====== Текст страницы
Тема свободы слова периодически возникает в разговорах святого хирурга. Тем более что сам он говорит апологетические проповеди и, конечно, хочет, чтобы их издали. «А нельзя ли, владыко, поставить вопрос об отпечатывании ваших проповедей типографским способом?» — задает коварный вопрос осведомитель. «В условиях свободы печати у нас это совершенно невозможно», — шутит Лука. И уже более серьезно продолжает: «Я как-то в Москве говорил на эту тему с Карповым, и он мне буквально сказал следующее: “Одно дело, когда вы говорите свои проповеди среди прихожан в пределах храма, но когда эти проповеди делаются достоянием всех, это уже носит другой характер. Вы сами должны это понимать”. Вот что сказал мне Карпов, и это совершенно верно. Проповеди митрополита Николая печатаются и издаются только потому, что он примиренчески относится к власти, а я в своих проповедях ругаю их и говорю правду про безбожников» (10).
Но, критикуя власть, архиепископ Лука не заходил дальше определенных границ. По-возможности он стремился вписаться в новую советско-церковную симфонию. И даже иногда наивно верил, что она может переродиться в старую, дореволюционную. Во всяком случае, его мысли двигались в эту сторону. Когда летом 1947 года в Крыму отдыхал 1-й заместитель председателя Совета Министров СССР В.М. Молотов, он постарался попасть к нему на прием (не удалось). Логика его была проста: «В дореволюционное время приезжавшие в Ливадию цари обязательно принимали правящего архиерея». В 1958 году, аккурат накануне начала хрущевских гонений, он посылает своего секретаря узнать у уполномоченного, правда ли, что в школах собираются вводить преподавание «Закона Божия»? (11).
В этом контексте можно воспринимать и его отношение к Сталину. «Отец народов» был начальником, которого, по слову Писания, надлежало чтить. 21 декабря 1949 года, в день 70-летия генералиссимуса, в Крыму по распоряжению Луки проводились торжественные молебны. Сам архиепископ в этот день служил в кафедральном соборе и в конце богослужения сказал большую проповедь, упомянул, что советское правительство борется за мир, но имени вождя не касался.
============
====== Сохранённые данные
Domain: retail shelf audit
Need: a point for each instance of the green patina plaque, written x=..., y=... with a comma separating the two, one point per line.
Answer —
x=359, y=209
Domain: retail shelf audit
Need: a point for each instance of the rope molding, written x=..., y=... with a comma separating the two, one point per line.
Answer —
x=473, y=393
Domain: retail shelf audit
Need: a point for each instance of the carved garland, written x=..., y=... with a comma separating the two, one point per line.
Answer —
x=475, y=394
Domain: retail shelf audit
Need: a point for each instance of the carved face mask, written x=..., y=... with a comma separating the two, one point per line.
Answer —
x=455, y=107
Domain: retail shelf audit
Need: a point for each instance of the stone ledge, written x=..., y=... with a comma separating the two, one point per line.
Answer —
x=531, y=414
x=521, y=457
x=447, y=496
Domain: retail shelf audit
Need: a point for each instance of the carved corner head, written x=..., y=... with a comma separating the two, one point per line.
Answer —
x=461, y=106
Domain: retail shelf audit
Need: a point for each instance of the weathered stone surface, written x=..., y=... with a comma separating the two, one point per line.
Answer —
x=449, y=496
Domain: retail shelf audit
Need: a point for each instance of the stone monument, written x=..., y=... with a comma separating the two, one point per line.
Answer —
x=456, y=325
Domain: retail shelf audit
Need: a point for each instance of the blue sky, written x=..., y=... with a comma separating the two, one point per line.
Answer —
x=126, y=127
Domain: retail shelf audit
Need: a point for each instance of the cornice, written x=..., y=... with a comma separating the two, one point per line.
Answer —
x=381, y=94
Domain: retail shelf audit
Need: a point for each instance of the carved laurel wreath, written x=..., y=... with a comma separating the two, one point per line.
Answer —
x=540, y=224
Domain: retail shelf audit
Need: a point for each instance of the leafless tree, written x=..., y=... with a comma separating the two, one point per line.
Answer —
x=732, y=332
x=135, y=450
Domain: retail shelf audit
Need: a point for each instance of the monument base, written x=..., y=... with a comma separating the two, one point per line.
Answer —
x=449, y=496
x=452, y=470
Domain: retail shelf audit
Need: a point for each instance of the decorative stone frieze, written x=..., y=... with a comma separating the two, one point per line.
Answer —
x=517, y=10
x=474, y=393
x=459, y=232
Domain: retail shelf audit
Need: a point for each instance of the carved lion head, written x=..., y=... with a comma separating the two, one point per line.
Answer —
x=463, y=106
============
**Что нужно сделать**
(1) Ответьте на вопросы по тексту об архиепископе Луке:
(a) С кем, по словам Луки, он говорил в Москве о печатании своих проповедей?
(b) Когда Лука пытался попасть на прием к Молотову в Крыму?
(c) Где служил архиепископ 21 декабря 1949 года?
(2) Выведите дословно фрагмент текста об архиепископе Луке: начните с места, где стоят слова «В этом контексте», и остановитесь после слов «вождя не касался.».
(3) Подхватите текст об архиепископе Луке и продолжите его с того места, где он заканчивается.

**Список ответов**
(1)
(a) С Карповым.
(b) Летом 1947 года.
(c) В кафедральном соборе.

(2)
В этом контексте можно воспринимать и его отношение к Сталину. «Отец народов» был начальником, которого, по слову Писания, надлежало чтить. 21 декабря 1949 года, в день 70-летия генералиссимуса, в Крыму по распоряжению Луки проводились торжественные молебны. Сам архиепископ в этот день служил в кафедральном соборе и в конце богослужения сказал большую проповедь, упомянул, что советское правительство борется за мир, но имени вождя не касался.

(3)
Лука был естественным патриотом. Он вполне искренне служил Родине, чем мог: в госпитале, за письменным столом, в церковной ограде. Но этот его естественный патриотизм иногда отступал перед идеологией. Если же Лука оставался верным естественному патриотизму до конца, то вынужден был становиться на позицию «неосознанного диссидентства», чреватого потерей кафедры. Святитель шел по тонкому льду.
1. Архиепископ Лука (Войно-Ясенецкий). Наука и религия. М., 2006.
2. О журналах «Звезда» и «Ленинград»: 3. ГАРФ. Ф. 6991. Оп.1, № 44. Л.18.
4. ГАРФ. Ф. 6991. Оп.1, № 43. Л. 87.
5. ГАРФ. Ф. 6991. Оп. 1. №. 41, лл. 35, 37.
6. ГАРФ. Ф. 6991. Оп. 1. № 41. Л. 29.
7. Крымская епархия под началом святителя Луки (Войно-Ясенецкого):Сборник документов, Симферополь, 2010.
8. Там же.
9. Там же.
10. Там же.
11. ГАРФ. Ф. 6991. Оп. 1. № 1497. Л. 27.
Архиепископ Лука (в миру Валентин Феликсович Во́йно-Ясене́цкий) родился 27 апреля (по новому стилю 9 мая) 1877 г. в Керчи. Врач-хирург, профессор медицины и духовный писатель, епископ Русской православной церкви, с апреля 1946 года — архиепископ Симферопольский и Крымский. Лауреат Сталинской премии первой степени (1944). Скончался 11 июня 1961 года в Симферополе. В августе 2000 года канонизирован Русской православной церковью в сонме новомучеников и исповедников Российских для общецерковного почитания. Церковная память владыки совершается 11 июня.